[BEGIN Extracted entries]

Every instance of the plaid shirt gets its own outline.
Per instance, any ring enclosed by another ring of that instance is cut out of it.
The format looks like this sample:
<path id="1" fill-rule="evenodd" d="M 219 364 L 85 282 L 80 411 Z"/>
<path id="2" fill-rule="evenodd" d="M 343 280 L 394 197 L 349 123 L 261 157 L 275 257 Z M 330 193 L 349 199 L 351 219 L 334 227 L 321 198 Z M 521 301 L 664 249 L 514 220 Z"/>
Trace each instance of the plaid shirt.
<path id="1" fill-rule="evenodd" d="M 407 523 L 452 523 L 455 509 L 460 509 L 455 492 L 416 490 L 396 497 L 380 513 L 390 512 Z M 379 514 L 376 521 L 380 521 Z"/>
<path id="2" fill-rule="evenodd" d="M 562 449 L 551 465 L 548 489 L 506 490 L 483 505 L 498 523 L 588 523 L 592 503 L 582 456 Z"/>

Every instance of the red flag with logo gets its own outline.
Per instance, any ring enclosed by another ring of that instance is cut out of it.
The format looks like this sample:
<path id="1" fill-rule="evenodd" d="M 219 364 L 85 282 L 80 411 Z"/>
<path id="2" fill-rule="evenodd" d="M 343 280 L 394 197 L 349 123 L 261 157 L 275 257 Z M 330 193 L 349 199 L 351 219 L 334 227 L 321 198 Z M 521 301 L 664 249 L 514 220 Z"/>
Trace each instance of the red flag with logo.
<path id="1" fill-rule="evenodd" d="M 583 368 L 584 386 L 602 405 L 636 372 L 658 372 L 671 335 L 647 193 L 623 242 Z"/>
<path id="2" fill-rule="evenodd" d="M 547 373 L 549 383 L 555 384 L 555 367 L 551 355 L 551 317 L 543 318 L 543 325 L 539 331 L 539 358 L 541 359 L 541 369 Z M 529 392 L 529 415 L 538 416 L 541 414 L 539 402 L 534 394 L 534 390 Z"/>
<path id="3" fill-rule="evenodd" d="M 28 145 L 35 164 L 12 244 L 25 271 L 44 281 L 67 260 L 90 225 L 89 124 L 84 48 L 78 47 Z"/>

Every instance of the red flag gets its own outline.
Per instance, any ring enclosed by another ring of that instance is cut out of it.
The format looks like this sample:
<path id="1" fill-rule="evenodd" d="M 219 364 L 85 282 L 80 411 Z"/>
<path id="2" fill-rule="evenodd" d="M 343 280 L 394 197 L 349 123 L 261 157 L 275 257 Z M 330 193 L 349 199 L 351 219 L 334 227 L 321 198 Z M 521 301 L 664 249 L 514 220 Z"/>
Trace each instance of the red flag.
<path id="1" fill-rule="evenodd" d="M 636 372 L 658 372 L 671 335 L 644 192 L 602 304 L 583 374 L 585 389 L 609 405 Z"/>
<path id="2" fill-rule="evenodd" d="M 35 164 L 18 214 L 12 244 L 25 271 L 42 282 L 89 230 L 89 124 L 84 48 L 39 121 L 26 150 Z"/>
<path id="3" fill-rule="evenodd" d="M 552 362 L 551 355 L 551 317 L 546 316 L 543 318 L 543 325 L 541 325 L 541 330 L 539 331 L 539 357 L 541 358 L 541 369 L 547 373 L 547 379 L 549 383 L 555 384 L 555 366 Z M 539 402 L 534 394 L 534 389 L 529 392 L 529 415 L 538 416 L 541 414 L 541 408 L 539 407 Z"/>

[END Extracted entries]

Rewrite everything in the listing from the line containing "Every instance of the red flag with" down to the line containing "Trace each instance of the red flag with" as a Markdown table with the columns Row and Listing line. Leave out any blank lines.

Task result —
| Row | Listing line |
|---|---|
| 1 | Every instance of the red flag with logo gets its own outline. |
| 2 | Per instance, any ring enclosed by another ring of that instance is cut out of it. |
| 3 | The format looks like this sample: |
| 4 | <path id="1" fill-rule="evenodd" d="M 219 364 L 85 282 L 80 411 Z"/> |
| 5 | <path id="2" fill-rule="evenodd" d="M 343 280 L 394 197 L 349 123 L 261 157 L 275 257 Z M 330 193 L 349 199 L 351 219 L 334 227 L 321 198 Z M 521 301 L 664 249 L 514 220 Z"/> |
| 6 | Trace each instance of the red flag with logo. |